After quoting the decisions which postulate that where arbitration exists the courts should respect it, the court then went on to conclude (at para. 21) that:


“…[T]he High Court cannot be faulted for having declined jurisdiction. As already pointed out in paragraphs 12 and 13 of this judgment, without jurisdiction, this court cannot consider the merits of appeal….”


[9] With all due respect to the apex court, the views expressed herein are unfortunate and do not tally with the law. Clearly the apex court felt that the presence of an arbitration clause ousts the jurisdiction of the court, this is not correct if schematic arrangement of the Act read with long line of decided cases in the Commonwealth jurisdictions dealing with similarly worded provisions.


In Universiteit Van Stellenbosch v J. A Louw 1983 (4) 321 (AD) at 333 G – H, stating a long-standing position of the law, said:


It has always been recognised that an arbitration agreement does not necessarily oust the jurisdiction of the Courts: See The Rhodesian Railways Ltd v Mackintosh 1932 AD 359 at 375. See also S. 3(2) of the Arbitration Act 42 of 1965. However that may be, when a party to an arbitration agreement commences legal proceedings, a defendant who was a party to the agreement and who has entered appearance to defend and not delivered any pleadings is given the right by S. 6 of the Act to apply to the Court for a stay of the proceedings. The onus of satisfying the court that it should not, in the exercise of its discretion, refer the matter to arbitration is on the party who instituted the legal proceedings….”

▸ Supplied material
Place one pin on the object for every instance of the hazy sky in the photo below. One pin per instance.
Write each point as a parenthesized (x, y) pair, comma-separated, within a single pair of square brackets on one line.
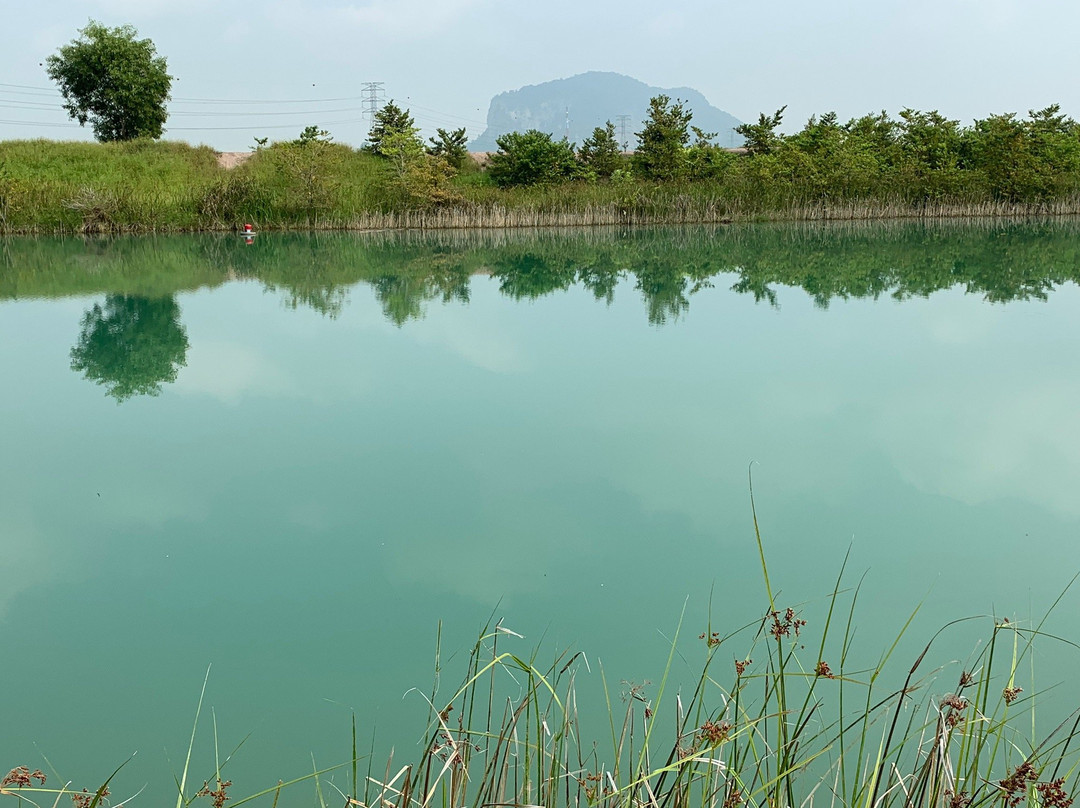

▸ Tasks to perform
1: In the passage on arbitration and court jurisdiction, why does the writer say the apex court's views are wrong? Answer in one to three sentences.
2: From the passage on arbitration and court jurisdiction, write out everything from "[9] With all" down to "similarly worded provisions.".

▸ Expected answers
1: The writer says the apex court treated an arbitration clause as ousting the court's jurisdiction. According to the writer, this is not correct when the scheme of the Act is read together with the long line of Commonwealth cases on similarly worded provisions. The Stellenbosch decision supports this by stating that an arbitration agreement does not necessarily oust the jurisdiction of the courts.

2:
[9] With all due respect to the apex court, the views expressed herein are unfortunate and do not tally with the law. Clearly the apex court felt that the presence of an arbitration clause ousts the jurisdiction of the court, this is not correct if schematic arrangement of the Act read with long line of decided cases in the Commonwealth jurisdictions dealing with similarly worded provisions.